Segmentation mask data
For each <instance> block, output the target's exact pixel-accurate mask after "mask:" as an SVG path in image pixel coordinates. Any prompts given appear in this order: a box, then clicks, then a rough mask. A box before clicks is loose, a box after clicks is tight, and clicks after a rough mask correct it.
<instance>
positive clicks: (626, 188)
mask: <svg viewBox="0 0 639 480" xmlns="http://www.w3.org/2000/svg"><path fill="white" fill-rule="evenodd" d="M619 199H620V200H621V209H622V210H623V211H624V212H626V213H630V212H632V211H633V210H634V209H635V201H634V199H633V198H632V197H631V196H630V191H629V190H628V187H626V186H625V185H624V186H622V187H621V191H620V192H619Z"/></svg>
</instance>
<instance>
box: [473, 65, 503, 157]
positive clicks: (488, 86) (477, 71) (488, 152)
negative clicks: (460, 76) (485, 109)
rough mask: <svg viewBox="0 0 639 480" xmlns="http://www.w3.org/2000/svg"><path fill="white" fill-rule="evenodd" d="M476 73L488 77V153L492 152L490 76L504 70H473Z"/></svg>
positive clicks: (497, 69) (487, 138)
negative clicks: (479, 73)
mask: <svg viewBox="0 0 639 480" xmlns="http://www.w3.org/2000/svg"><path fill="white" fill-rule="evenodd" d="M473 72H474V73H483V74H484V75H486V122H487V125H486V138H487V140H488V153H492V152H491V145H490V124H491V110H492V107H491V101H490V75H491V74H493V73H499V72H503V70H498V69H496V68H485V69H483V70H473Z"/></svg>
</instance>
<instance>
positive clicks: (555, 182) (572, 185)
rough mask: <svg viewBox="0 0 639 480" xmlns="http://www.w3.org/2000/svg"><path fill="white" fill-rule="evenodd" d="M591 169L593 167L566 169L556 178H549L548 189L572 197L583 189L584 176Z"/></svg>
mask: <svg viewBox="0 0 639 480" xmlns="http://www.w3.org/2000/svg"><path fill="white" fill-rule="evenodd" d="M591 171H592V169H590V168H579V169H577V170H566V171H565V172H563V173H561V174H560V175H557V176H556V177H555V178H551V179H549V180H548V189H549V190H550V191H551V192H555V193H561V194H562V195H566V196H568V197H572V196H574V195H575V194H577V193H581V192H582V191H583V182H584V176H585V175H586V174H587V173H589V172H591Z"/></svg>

- Assignment
Pick out every line of the items above that contains the string "clicks", treating uppercase and lowercase as different, and copy each of those lines.

- Task solution
For each <instance> block, output the target's exact pixel-accurate mask after "mask:" as an SVG path in image pixel coordinates. Any prompts given appear in this order: a box, then clicks, then a rough mask. A box before clicks is loose, a box after clicks is tight, and clicks after a rough mask correct it.
positive clicks: (626, 188)
positive clicks: (488, 86) (477, 71) (488, 152)
negative clicks: (460, 76) (485, 109)
positive clicks: (497, 69) (487, 138)
negative clicks: (479, 73)
positive clicks: (555, 182) (572, 185)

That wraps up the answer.